BRIEF:
Below are some records; return each one exactly.

DATASET RECORDS:
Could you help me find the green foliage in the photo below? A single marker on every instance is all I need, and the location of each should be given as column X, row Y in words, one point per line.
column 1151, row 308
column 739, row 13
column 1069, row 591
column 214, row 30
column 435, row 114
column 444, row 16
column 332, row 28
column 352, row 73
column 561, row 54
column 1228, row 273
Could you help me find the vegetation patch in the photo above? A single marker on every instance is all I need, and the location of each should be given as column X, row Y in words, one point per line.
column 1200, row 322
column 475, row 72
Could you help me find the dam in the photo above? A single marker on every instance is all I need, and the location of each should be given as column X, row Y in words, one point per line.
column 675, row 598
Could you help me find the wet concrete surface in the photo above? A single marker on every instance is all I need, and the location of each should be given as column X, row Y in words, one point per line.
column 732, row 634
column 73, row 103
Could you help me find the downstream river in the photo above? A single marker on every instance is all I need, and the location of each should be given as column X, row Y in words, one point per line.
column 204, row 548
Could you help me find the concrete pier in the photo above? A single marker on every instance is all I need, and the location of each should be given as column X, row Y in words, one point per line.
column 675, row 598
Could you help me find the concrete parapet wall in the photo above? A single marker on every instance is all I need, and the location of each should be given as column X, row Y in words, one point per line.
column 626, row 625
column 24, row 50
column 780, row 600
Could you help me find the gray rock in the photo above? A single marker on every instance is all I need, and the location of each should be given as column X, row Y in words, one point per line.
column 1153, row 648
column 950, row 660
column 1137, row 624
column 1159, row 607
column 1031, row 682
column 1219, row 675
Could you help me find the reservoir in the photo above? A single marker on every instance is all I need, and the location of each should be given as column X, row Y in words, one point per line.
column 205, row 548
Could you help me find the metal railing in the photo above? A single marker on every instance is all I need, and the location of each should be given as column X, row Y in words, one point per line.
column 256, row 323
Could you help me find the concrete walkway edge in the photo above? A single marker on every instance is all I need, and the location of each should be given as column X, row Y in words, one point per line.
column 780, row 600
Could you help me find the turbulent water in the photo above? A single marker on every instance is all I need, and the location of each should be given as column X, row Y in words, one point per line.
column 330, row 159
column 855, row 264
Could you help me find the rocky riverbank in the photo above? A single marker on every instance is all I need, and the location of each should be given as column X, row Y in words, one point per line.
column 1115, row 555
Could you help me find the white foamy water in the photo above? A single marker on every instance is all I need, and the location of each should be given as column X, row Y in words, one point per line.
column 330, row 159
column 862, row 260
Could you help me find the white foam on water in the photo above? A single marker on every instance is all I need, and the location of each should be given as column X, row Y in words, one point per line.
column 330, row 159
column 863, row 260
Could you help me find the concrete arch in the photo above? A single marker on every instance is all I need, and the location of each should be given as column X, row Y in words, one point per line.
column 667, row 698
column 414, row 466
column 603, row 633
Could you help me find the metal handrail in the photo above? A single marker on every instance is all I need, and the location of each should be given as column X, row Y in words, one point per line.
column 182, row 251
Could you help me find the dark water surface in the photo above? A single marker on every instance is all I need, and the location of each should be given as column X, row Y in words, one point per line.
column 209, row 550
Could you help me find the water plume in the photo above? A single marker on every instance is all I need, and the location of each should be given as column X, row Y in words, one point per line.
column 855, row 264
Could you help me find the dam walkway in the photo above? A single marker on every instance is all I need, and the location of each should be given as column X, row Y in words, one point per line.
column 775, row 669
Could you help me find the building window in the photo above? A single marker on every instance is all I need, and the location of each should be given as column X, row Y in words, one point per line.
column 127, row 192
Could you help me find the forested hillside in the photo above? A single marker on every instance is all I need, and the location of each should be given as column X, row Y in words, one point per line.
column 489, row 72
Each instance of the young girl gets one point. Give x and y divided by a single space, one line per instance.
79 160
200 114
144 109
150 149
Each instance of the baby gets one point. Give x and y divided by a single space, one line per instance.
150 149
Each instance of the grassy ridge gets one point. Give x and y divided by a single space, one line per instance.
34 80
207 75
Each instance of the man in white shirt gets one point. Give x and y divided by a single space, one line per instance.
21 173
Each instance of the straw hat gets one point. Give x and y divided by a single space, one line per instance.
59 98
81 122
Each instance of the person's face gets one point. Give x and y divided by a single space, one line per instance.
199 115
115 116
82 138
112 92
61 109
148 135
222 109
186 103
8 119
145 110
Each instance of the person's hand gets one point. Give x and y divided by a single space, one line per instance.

RESPONSE TO THE TASK:
Could you help me find the green foliage in the photo below? A single marker on every instance is all I need, and the location of each should be given as column X, row Y in words, one point per line.
column 1151, row 308
column 739, row 13
column 1069, row 591
column 214, row 30
column 435, row 114
column 444, row 16
column 332, row 28
column 352, row 73
column 561, row 54
column 1228, row 273
Could you help me find the vegetation patch in the photo above? A single marker on every instance is all I need, and the location of each should be given as column X, row Y in words, one point per line.
column 1200, row 322
column 475, row 72
Could you help me find the dam in the photo above? A single marker on every instance is all I need, and the location of each should be given as column X, row Y in words, one point per line.
column 675, row 598
Could you help me find the wet concrete surface in the photo above? A single marker on every instance is all I need, and the location of each should be given as column X, row Y in words, one point per line.
column 732, row 634
column 73, row 103
Could you help me find the downstream river in the photo above? A single marker on every instance is all I need, and the location of each should be given as column X, row Y in words, one point per line.
column 204, row 548
Could you help me find the concrete pier in the photo above? A single marker on every instance is all I need, and the location of each should be given as column X, row Y in words, one point per line.
column 675, row 598
Could you help me find the concrete parapet wall in the photo above? A single marker on every instance is all I need, and the location of each should be given as column X, row Y in words, one point per line.
column 626, row 625
column 24, row 50
column 780, row 600
Could you help me find the gray rock in the photo above? A single marker on every instance is all I need, and the location of each should be given as column X, row Y in words, one point per line.
column 1153, row 648
column 950, row 660
column 1137, row 624
column 1159, row 607
column 1031, row 682
column 1219, row 675
Could you help me find the reservoir in the photo above? A single marker on every instance is all I need, and the location of each should be given as column X, row Y in words, one point per line.
column 205, row 548
Could you help me find the metal railing in the photo above? A single marker on every instance is all I need, and the location of each should be given as column X, row Y in words, one point per line.
column 256, row 323
Could you help me find the concrete walkway edge in the photo above? A single marker on every instance is all I need, and the location of each should be given as column X, row Y in words, one point per line.
column 780, row 600
Could you help me find the turbulent water in the photo above? A single marker on every instance is all I need, and the location of each should be given as column X, row Y in words, one point per line.
column 330, row 159
column 855, row 264
Could you help me find the rocky riverbank in the photo above? A single marker on every instance is all I need, and the location of each should be given as column X, row Y in words, one point per line.
column 1115, row 555
Could you help me find the white foamy water in the photo above? A single marker on every instance is all I need, and the location of each should be given as column X, row Y in words, one point per line.
column 330, row 159
column 862, row 260
Could you help me find the white foam on water in the photo above? A single marker on every instance is all I need, and the location of each should be given as column X, row Y in words, one point per line.
column 330, row 159
column 863, row 260
Could you help me find the concrete arch in the photo above? A single marker on every instance is all I need, and the location of each should be given as column X, row Y in words, one point per line.
column 667, row 698
column 414, row 466
column 603, row 633
Could you help me find the metal handrail in the photo above? A single marker on every instance is all I need, and the location of each should be given as column X, row Y in words, one point per line.
column 182, row 251
Could you help me find the dark water surface in the photo above? A single marker on every instance is all I need, and the location of each should be given as column X, row Y in words, one point per line.
column 209, row 550
Could you help me find the water plume in the photo above? A single marker on every instance is all I need, and the location of each should be given as column X, row Y in words, one point per line.
column 855, row 264
Could you help me find the dam walkway in the photo above? A single marker on every instance is all I need, and the location of each should be given as column X, row Y in words, one point per line.
column 775, row 669
Could you help me find the building window in the photo above? A single marker on every instance is all I need, and the location of each should be given as column X, row Y in words, one point per line.
column 127, row 192
Could you help me find the forested hillside in the photo above? A single marker on every instance is all I need, and the location of each should be given as column X, row Y in words, one point per line.
column 489, row 72
Each instance of the young girl gets one point. Give x and y divided by a single space, one line per instance.
79 160
200 114
144 109
150 149
Each instance of the baby gets one point. Give x and y divided by a single space, one line per instance.
150 149
Each instance of the grassy ridge gets one point. Give x and y divided by a single space, one line per instance.
34 80
207 75
Each instance of the man in white shirt gets one point. Give x and y divided by a single space, one line per instance.
21 173
Each instance of the straw hat gets one point. Give x and y divided by a single space, one line per instance.
59 98
81 122
Each instance of the person's face gets one point. Give x and y divided by a single space, one line per instance.
199 115
115 116
82 138
112 92
61 109
148 135
222 109
186 103
8 119
145 110
Each instance of the person's hand gets one point. Give x and y divided by a single space, one line per instance.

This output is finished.